Directions: Please turn the rows from the line with "return mask of white dry stalk" up to and including the line with "290 133 L 259" into a two-column CSV with the headers request and answer, giving one CSV line per request. Put each request's text and its answer in a single quoted field, with line breaks replaced by spaces.

(Data records)
+++
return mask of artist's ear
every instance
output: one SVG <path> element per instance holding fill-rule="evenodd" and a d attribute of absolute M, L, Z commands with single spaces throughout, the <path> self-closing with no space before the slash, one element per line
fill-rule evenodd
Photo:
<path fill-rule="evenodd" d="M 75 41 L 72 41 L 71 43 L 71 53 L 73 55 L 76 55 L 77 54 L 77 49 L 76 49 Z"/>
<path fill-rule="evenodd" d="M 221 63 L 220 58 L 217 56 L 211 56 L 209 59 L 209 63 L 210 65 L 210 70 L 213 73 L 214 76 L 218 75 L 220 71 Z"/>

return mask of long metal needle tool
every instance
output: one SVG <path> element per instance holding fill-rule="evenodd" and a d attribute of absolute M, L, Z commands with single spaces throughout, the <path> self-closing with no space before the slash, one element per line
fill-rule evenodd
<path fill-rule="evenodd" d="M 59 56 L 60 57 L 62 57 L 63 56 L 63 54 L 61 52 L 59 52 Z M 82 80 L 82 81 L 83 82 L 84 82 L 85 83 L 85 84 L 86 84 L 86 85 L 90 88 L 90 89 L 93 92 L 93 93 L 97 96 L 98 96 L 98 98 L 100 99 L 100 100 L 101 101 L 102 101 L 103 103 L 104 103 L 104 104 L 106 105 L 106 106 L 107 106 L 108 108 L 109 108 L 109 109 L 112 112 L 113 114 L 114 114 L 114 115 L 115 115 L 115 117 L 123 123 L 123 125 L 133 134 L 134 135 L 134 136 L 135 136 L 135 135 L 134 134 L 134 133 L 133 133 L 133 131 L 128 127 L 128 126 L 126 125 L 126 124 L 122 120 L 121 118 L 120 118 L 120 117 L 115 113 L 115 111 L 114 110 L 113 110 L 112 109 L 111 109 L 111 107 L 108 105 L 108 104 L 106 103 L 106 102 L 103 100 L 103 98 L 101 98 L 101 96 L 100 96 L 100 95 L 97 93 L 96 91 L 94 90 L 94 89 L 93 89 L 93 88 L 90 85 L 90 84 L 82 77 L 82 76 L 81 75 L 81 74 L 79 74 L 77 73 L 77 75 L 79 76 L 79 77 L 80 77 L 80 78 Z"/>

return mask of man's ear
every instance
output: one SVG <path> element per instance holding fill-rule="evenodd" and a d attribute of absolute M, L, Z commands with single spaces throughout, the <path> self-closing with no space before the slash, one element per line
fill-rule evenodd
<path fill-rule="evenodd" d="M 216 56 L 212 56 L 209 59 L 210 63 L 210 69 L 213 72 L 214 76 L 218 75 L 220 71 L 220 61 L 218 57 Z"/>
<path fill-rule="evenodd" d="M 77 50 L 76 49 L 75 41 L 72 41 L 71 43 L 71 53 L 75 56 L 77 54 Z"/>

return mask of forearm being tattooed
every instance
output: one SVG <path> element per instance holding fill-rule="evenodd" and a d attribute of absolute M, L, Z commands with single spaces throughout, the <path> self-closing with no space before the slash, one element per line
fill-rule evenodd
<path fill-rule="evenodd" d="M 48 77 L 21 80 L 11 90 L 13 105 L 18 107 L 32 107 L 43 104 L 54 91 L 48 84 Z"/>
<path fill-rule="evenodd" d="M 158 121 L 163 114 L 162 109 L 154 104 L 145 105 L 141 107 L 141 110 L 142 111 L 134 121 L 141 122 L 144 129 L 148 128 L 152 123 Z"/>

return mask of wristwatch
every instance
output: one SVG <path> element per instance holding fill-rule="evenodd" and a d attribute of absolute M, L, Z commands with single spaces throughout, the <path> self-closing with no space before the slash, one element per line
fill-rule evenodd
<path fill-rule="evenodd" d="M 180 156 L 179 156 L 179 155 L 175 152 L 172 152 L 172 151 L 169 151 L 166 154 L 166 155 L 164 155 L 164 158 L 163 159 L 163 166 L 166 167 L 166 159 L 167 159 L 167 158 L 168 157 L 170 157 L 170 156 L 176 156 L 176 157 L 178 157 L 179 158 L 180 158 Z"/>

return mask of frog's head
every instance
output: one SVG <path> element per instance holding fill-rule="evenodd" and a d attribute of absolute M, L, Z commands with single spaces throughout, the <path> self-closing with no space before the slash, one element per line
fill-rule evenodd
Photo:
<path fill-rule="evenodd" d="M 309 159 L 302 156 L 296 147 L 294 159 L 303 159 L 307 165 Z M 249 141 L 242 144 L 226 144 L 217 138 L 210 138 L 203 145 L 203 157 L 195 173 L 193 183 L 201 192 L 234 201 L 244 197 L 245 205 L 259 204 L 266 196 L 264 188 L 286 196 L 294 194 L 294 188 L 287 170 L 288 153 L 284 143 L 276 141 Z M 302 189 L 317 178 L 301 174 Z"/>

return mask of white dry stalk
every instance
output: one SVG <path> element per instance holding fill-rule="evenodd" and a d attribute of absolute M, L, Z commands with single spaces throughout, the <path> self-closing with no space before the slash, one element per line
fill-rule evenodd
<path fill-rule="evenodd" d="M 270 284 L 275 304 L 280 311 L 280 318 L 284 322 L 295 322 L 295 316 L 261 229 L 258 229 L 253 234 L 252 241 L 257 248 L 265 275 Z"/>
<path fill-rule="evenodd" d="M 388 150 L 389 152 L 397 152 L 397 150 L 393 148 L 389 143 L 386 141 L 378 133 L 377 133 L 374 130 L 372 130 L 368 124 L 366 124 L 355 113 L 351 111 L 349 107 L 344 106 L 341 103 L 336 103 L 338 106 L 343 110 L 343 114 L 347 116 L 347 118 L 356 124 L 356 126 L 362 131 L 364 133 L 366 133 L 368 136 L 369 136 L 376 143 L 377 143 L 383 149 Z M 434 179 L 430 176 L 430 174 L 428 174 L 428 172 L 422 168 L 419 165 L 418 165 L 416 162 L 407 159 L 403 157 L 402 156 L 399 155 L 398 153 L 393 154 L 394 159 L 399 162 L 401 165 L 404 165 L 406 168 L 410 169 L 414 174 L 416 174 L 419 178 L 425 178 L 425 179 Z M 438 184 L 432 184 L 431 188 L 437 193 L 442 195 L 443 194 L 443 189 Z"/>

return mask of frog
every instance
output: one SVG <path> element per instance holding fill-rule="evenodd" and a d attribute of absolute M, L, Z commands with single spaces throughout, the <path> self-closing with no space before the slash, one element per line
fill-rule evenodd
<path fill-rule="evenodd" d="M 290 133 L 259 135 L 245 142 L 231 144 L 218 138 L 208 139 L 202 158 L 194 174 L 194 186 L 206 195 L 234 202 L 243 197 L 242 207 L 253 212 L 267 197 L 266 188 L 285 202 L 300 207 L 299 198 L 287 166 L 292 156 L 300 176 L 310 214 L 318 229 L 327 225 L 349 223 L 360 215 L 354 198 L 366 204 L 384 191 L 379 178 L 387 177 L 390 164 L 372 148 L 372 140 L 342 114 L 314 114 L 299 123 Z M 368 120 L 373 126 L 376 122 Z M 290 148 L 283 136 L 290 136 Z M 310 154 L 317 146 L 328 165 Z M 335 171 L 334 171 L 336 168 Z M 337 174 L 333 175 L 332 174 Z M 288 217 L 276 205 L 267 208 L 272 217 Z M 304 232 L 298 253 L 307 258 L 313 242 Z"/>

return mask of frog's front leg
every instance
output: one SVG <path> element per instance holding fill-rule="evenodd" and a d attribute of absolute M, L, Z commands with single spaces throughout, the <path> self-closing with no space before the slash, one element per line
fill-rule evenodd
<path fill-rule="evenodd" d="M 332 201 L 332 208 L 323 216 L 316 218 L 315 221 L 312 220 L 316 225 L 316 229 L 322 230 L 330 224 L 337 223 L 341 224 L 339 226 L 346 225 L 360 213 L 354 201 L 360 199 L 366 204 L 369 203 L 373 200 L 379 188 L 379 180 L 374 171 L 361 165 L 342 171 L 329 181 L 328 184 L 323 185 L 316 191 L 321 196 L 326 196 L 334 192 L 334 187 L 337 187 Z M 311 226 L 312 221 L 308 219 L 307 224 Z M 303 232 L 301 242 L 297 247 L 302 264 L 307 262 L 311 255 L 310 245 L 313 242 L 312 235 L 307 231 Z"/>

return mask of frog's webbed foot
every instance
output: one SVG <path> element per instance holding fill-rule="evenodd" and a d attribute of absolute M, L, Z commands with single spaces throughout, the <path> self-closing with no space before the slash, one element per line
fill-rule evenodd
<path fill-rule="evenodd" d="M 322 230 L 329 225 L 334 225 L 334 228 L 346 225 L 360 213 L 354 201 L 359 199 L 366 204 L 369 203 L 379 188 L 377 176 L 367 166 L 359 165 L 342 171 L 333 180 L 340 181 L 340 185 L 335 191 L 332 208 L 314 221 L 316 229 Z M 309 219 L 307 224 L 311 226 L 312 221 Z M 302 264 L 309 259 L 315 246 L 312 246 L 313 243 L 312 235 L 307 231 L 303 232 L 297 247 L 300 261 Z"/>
+++
Reply:
request,answer
"return mask of white dry stalk every instance output: one SVG <path> element per instance holding fill-rule=""evenodd"" and a d attribute of absolute M, L, Z commands with single spaces throughout, the <path> self-closing with no space before the slash, one element per line fill-rule evenodd","<path fill-rule=""evenodd"" d=""M 270 284 L 275 304 L 280 311 L 280 318 L 284 322 L 295 322 L 295 316 L 261 229 L 258 229 L 253 234 L 252 241 L 257 248 L 265 275 Z""/> <path fill-rule=""evenodd"" d=""M 388 150 L 389 152 L 397 152 L 397 150 L 393 148 L 389 143 L 386 141 L 378 133 L 377 133 L 374 130 L 372 130 L 368 124 L 366 124 L 355 113 L 351 111 L 349 107 L 344 106 L 341 103 L 336 103 L 338 106 L 343 110 L 343 114 L 347 116 L 347 118 L 356 124 L 356 126 L 362 131 L 364 133 L 366 133 L 368 136 L 369 136 L 376 143 L 377 143 L 383 149 Z M 434 179 L 430 176 L 430 174 L 428 174 L 428 172 L 422 168 L 419 165 L 418 165 L 416 162 L 407 159 L 403 157 L 402 156 L 399 155 L 398 153 L 393 154 L 394 159 L 399 162 L 401 165 L 404 165 L 406 168 L 410 169 L 414 174 L 416 174 L 419 178 L 425 178 L 425 179 Z M 438 184 L 432 184 L 431 188 L 437 193 L 442 195 L 443 194 L 443 189 Z""/>"
"return mask of frog every instance output: one SVG <path> element per instance holding fill-rule=""evenodd"" and a d attribute of absolute M, L, Z commands with single spaces throughout, the <path> self-closing with no space before the slash, one element per line fill-rule evenodd","<path fill-rule=""evenodd"" d=""M 290 133 L 259 135 L 245 142 L 231 144 L 218 138 L 208 139 L 202 158 L 194 174 L 194 186 L 206 195 L 234 202 L 243 197 L 242 207 L 253 212 L 267 197 L 266 188 L 285 202 L 300 207 L 299 198 L 287 166 L 292 156 L 300 176 L 310 214 L 318 229 L 327 225 L 349 223 L 360 215 L 354 198 L 366 204 L 384 191 L 379 178 L 387 177 L 390 164 L 372 148 L 372 140 L 342 114 L 314 114 L 299 123 Z M 368 120 L 373 126 L 376 122 Z M 290 148 L 283 136 L 290 136 Z M 310 154 L 317 146 L 328 165 Z M 335 171 L 334 171 L 336 168 Z M 337 174 L 333 175 L 332 174 Z M 288 217 L 276 205 L 267 208 L 272 217 Z M 304 232 L 298 253 L 307 258 L 313 242 Z""/>"